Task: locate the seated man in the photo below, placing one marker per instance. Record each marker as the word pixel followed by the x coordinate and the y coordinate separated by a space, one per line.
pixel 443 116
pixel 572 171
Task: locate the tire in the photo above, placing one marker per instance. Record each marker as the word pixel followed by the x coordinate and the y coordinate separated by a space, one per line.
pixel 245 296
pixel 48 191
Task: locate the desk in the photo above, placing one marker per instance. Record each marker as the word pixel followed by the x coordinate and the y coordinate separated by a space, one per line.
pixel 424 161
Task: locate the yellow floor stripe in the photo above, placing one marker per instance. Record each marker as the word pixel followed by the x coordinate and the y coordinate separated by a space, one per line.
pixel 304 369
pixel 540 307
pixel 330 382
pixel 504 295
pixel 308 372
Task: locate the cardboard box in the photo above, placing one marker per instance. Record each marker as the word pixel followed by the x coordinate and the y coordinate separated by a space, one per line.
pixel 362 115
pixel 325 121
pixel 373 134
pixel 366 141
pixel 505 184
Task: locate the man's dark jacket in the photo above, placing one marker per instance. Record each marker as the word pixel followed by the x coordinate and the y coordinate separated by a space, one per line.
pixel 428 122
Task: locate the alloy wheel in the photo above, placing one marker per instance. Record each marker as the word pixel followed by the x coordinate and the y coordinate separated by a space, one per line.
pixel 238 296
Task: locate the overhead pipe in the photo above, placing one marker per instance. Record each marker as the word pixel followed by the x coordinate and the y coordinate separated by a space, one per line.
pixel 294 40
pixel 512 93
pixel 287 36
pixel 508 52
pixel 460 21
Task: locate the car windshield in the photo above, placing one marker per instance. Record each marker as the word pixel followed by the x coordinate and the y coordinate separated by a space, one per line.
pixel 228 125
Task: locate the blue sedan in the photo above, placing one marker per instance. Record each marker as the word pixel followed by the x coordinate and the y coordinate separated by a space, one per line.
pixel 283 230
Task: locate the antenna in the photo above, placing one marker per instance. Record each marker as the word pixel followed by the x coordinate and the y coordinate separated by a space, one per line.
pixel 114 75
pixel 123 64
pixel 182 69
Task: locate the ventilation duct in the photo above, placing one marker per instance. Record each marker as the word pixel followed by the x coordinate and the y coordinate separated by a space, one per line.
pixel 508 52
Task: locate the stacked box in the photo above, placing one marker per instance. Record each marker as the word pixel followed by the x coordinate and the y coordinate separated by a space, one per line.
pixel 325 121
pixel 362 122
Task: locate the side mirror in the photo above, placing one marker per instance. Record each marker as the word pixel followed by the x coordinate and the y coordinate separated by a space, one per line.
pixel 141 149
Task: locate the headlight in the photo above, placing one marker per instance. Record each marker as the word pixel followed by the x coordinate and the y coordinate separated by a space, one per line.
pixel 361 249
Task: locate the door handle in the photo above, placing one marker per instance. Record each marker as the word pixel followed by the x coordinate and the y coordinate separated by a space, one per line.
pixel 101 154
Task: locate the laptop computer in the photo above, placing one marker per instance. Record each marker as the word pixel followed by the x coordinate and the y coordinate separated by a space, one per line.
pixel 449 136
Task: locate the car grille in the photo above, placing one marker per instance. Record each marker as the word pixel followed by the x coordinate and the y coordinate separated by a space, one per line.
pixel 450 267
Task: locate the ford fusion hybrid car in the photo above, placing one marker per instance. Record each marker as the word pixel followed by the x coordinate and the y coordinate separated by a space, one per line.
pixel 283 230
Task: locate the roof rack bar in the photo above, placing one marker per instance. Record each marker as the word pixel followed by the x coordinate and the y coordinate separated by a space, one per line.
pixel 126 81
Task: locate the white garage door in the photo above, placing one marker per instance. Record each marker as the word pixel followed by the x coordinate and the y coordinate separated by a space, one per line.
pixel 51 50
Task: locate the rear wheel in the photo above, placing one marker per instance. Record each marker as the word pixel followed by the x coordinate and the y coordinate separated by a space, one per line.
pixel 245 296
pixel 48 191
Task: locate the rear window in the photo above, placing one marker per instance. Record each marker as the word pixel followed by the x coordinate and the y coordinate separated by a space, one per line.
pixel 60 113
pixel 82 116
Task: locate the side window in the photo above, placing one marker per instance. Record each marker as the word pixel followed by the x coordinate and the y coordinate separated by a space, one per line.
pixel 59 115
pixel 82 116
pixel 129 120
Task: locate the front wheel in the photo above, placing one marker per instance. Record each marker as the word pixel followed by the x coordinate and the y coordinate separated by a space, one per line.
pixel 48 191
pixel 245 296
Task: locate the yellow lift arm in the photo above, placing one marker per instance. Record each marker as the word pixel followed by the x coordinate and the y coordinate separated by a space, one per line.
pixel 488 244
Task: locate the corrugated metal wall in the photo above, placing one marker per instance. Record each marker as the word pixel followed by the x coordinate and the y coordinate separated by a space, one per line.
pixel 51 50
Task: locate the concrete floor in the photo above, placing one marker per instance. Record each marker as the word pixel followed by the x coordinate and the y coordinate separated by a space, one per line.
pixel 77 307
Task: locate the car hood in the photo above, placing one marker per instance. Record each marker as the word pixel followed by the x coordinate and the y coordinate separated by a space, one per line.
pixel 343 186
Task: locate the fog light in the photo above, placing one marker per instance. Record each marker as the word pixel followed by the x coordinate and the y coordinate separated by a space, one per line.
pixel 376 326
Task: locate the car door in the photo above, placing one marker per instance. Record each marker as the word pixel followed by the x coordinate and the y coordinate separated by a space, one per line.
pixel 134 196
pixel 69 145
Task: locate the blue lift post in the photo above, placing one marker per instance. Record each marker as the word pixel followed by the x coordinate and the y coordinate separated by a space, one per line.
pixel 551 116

▸ Work required
Your reply should contain every record, unchanged and complete.

▸ Expected answer
Task: locate the seated man in the photo below, placing one marker per instance. Record each marker as the word pixel followed by the x coordinate and the y coordinate separated by a space, one per line.
pixel 443 116
pixel 572 171
Task: locate the tire in the photo above, placing one marker per instance. Record each marker as the word pixel followed by the x coordinate and the y coordinate separated by a space, one per line.
pixel 245 296
pixel 48 191
Task: locate the desk in the photo above, placing one marker per instance. Record each marker as the word pixel followed by the x coordinate and the y coordinate separated by a space, one per line.
pixel 424 161
Task: locate the yellow floor stripe in the photo above, placing one marker per instance. Record each marker as the word pixel followed by the x coordinate and the y coordinate separated by a space, one per line.
pixel 304 369
pixel 540 307
pixel 330 382
pixel 504 295
pixel 308 372
Task: locate the cardboard box in the photo above, placing one marker per instance. Record each marker as the word pixel followed by the x coordinate and the y coordinate separated by a space, one per line.
pixel 362 115
pixel 325 121
pixel 373 134
pixel 366 141
pixel 505 184
Task: locate the man's dark jacket in the photo above, placing one marker per instance. Record each marker as the word pixel followed by the x coordinate and the y coordinate separated by a space, one per line.
pixel 428 122
Task: locate the alloy wheel in the photo above, placing one marker per instance. Record each marker as the word pixel followed by the x coordinate and the y coordinate separated by a space, one per line.
pixel 238 296
Task: locate the overhead pipe in the photo above, placing one marker per instance. Record each marker as the word pixel followed by the x coordinate and the y coordinate separated by a space, one per line.
pixel 294 40
pixel 512 93
pixel 287 36
pixel 508 52
pixel 460 21
Task: locate the car windshield in the photo above, placing one marker per instance. Record each marker as the word pixel followed by the x coordinate and the y coordinate separated by a space, one per line.
pixel 228 125
Task: locate the blue sedan in the photo above, placing one marker per instance. Record each marker as the word pixel followed by the x coordinate and the y coordinate separated by a space, one per line.
pixel 283 230
Task: locate the antenna in the photo above, placing one marker per instance. Record each marker as the word pixel followed by the x coordinate and the y coordinate separated by a space, one per line.
pixel 114 75
pixel 123 64
pixel 182 69
Task: locate the ventilation duct in the photo above, placing one marker per instance. Record each marker as the word pixel followed by the x coordinate and the y coordinate separated by a space, one per line.
pixel 508 52
Task: locate the stacked box in the photo above, placing one marker per instance. Record each marker as the word pixel followed by the x coordinate and the y coordinate separated by a space, one per line.
pixel 325 121
pixel 362 122
Task: locate the side mirror in the photo above, placing one marker per instance. Record each marker as the word pixel followed by the x coordinate and the y coordinate separated by a space, one per line.
pixel 141 149
Task: locate the headlight in the photo above, placing one marker per instance. Record each marker as the word pixel followed by the x coordinate and the y coordinate separated by a space, one per line.
pixel 361 249
Task: locate the door handle in the photo above, placing one marker per instance. Record each marker as the word pixel followed by the x coordinate and the y coordinate separated by a space, one per line.
pixel 101 154
Task: locate the laptop computer in the photo above, placing one marker per instance. Record each marker as the word pixel followed by the x coordinate and the y coordinate separated by a space, one per line.
pixel 449 136
Task: locate the car grille in the photo above, placing one marker per instance. Record each marker as the word pixel followed by the x coordinate and the y coordinate separated by a space, one per line.
pixel 450 267
Task: locate the ford fusion hybrid car in the photo above, placing one marker per instance. Record each marker as the word pixel followed by the x coordinate and the y coordinate separated by a space, one per line.
pixel 283 230
Task: locate the roof rack bar in the photo above, placing one marker per instance. Record each marker as the word pixel followed by the x coordinate and the y coordinate separated by a space, one per line.
pixel 126 81
Task: locate the white garage door in the photo above, placing one marker per instance. Record each marker as the word pixel followed by the x coordinate and the y coordinate separated by a space, one per line.
pixel 51 50
Task: locate the rear wheel in the photo above, placing one marker per instance. Record each marker as the word pixel followed by the x coordinate and the y coordinate separated by a space, one per line.
pixel 245 296
pixel 48 191
Task: locate the rear window in the photo above, placing one marker per instance. Record each marker as the word pixel followed by the x coordinate and the y coordinate separated by a space, one per line.
pixel 60 113
pixel 82 116
Task: locate the side window in the photo above, placing one marker per instance. Record each marker as the word pixel followed by the x coordinate and the y coordinate separated by a space, one per line.
pixel 59 115
pixel 82 116
pixel 129 120
Task: locate the front wheel in the photo above, placing one marker per instance. Record each marker as the word pixel followed by the x coordinate and the y coordinate separated by a space, one per line.
pixel 48 191
pixel 245 296
Task: locate the yellow lift arm in the photo above, placing one marker per instance. Record each marker as the word pixel followed by the x coordinate and the y coordinate separated by a space, one per line.
pixel 488 244
Task: locate the corrugated metal wall in the photo above, placing one marker per instance. Record each marker as the word pixel followed by the x coordinate and the y coordinate separated by a space, one per line.
pixel 51 50
Task: locate the concrete floor in the photo above, placing one marker per instance. Record each marker as the word pixel followed by the x coordinate and the y coordinate separated by a space, one per line.
pixel 77 307
Task: locate the car hood in the photo above, placing one marker per instance. Record each marker as the word pixel followed by the x coordinate and the y coordinate separated by a space, one per line.
pixel 343 186
Task: locate the fog light in the photo above, placing one marker per instance. Record each marker as the word pixel followed by the x coordinate and the y coordinate separated by a space, one per line.
pixel 376 326
Task: locate the car door in the photo above, placing one marker per instance. Record each marker as the word pixel followed by the x coordinate and the y coordinate separated by a space, one per line.
pixel 134 196
pixel 69 145
Task: locate the blue lift post in the photo above, placing one marker per instance. Record each marker as the word pixel followed by the x coordinate and the y coordinate separated by a space, one per line.
pixel 551 116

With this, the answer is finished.